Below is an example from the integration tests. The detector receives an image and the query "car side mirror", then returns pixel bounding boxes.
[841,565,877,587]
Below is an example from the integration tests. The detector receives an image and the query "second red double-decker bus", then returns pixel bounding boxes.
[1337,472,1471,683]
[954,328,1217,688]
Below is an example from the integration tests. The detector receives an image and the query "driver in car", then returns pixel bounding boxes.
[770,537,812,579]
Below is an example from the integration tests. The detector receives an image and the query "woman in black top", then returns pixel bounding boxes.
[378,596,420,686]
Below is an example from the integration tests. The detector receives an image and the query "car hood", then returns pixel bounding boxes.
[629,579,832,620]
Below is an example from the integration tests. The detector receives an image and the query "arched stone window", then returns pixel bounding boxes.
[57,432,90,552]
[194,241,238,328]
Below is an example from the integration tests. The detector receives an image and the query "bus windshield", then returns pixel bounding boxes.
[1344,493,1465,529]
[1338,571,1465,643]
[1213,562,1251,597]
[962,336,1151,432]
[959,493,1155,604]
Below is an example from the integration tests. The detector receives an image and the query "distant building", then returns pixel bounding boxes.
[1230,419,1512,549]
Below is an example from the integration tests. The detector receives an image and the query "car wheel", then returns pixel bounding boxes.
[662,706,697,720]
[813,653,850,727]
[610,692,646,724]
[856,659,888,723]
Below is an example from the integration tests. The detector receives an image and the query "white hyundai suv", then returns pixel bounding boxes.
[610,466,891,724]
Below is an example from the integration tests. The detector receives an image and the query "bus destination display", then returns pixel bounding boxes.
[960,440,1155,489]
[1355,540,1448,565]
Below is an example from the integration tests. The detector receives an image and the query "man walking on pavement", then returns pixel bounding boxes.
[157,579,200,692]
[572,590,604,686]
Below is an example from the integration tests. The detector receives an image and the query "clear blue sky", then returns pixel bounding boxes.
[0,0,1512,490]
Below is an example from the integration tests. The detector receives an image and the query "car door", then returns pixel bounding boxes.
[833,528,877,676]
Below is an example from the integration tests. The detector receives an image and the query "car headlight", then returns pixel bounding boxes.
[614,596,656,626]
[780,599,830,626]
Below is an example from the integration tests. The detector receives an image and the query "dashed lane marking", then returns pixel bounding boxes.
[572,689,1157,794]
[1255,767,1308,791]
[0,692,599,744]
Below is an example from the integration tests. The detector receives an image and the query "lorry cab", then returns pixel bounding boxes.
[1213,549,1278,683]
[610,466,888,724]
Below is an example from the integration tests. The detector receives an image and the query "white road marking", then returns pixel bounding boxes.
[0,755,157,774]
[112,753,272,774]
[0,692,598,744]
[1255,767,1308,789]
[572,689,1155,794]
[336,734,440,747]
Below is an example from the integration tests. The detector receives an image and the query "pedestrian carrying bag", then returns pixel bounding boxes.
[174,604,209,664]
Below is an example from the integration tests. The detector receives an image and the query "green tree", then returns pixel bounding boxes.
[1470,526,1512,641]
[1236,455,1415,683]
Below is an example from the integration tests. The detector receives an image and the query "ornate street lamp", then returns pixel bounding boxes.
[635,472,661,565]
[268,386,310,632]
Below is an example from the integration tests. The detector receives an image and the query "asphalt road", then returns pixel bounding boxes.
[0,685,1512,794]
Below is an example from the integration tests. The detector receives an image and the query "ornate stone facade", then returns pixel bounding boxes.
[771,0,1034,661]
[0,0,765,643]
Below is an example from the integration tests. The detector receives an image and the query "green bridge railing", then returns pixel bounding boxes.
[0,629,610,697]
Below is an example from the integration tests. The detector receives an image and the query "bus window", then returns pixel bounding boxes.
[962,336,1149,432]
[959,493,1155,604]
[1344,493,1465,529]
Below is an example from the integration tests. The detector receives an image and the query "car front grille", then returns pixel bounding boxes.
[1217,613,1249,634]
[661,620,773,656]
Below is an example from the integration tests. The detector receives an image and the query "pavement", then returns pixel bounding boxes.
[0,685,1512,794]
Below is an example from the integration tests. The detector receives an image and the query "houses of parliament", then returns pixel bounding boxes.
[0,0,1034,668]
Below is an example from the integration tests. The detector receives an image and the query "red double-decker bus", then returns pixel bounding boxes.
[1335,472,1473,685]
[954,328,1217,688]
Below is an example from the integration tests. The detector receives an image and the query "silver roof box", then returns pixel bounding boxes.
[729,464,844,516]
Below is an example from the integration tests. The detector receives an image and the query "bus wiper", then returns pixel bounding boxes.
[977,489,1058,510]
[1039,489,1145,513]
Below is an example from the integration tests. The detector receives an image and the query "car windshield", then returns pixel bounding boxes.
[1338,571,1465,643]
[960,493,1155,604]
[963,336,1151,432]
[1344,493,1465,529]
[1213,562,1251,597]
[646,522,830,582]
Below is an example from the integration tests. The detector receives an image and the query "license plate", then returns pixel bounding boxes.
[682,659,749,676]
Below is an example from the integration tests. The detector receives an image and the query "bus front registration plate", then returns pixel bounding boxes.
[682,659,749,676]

========================================

Please collect every line of the material above that contains the word "pavement".

# [Task solution]
Below is an example from the integration tests. The detector receives an image and the query "man walking on pavement", then returns pixel bounding boxes.
Below is an example from the integration tests. The detector receives an image and the query "pavement", then returns pixel bounding boxes.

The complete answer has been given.